**Brief:** Return every line of the listing below word for word, but leave the pictures out.

### Input data ###

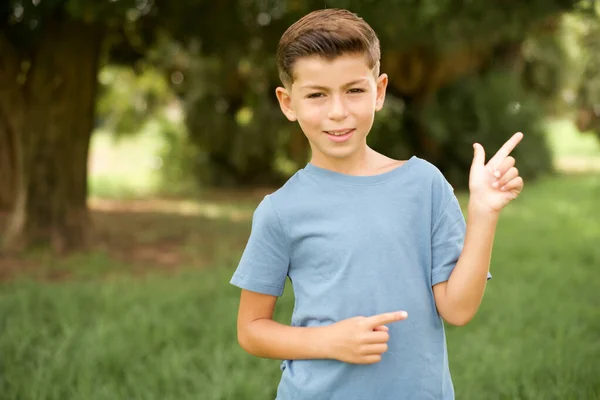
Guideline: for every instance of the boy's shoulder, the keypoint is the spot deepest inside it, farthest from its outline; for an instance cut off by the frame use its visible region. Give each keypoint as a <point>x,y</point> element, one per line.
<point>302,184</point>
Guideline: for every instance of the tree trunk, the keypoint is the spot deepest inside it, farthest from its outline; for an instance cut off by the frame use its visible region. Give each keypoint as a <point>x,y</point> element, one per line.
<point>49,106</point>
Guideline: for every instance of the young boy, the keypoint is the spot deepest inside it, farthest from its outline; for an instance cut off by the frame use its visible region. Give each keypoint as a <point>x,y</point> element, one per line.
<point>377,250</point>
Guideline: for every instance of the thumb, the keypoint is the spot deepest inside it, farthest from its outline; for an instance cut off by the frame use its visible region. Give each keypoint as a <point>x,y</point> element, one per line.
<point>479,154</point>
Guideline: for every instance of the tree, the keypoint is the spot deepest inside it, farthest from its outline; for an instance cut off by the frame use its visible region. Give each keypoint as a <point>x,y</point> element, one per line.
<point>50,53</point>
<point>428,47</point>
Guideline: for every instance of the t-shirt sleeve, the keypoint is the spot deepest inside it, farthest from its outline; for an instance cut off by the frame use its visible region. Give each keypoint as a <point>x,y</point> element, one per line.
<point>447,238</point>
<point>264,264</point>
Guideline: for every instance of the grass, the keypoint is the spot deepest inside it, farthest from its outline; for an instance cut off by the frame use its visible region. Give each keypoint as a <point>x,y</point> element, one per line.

###

**Reply to the task:**
Guideline: for every instance of the boy's shoulder, the keypoint is the spot deepest inside it, farthest from its outline; for an instance cut off by the frame use its visible region. Give each keypoint as a <point>x,y</point> element, one per line.
<point>302,184</point>
Guideline: for every instance of the tree trunk, the keypoint is the spot deepest inside it, farthest from its outline; for an instance cut off by the frame use its visible region. Give each keypoint as a <point>x,y</point> element, one per line.
<point>49,106</point>
Guideline: for every instance of the young boy, the keypoint is the spot deepest inside it, farthest from its outline; for an instance cut off by the frame use its visible region. Give each keypoint as a <point>x,y</point> element, one per line.
<point>377,250</point>
Guideline: for every instance of the thumb, the keypoint is the spot deepest inside it, farthest from its outline; for an instance cut off by the frame use its visible region. Give each keypoint as a <point>x,y</point> element, one per line.
<point>479,154</point>
Guideline: for every instance of the tree, the keypoint is the spot deepest inside it, farthest from its outline; for an instance cut off by the frame use its visible region. Give each keypoint as a <point>x,y</point> element, one per line.
<point>50,53</point>
<point>428,47</point>
Guideline: for every instance of the t-shirt sleeve, the keypoint is the spot deepest inside it, farthest from its outline; for an instance cut off by the frame use its visible region. Give each keypoint as a <point>x,y</point> element, one per line.
<point>447,238</point>
<point>264,264</point>
Guideline: for every instance of the grass, the keypoint is the spot deepest inside it, farthest from its outline; for an instance cut off by the frame use its visible region. Give each keypoint as a <point>x,y</point> element, one per line.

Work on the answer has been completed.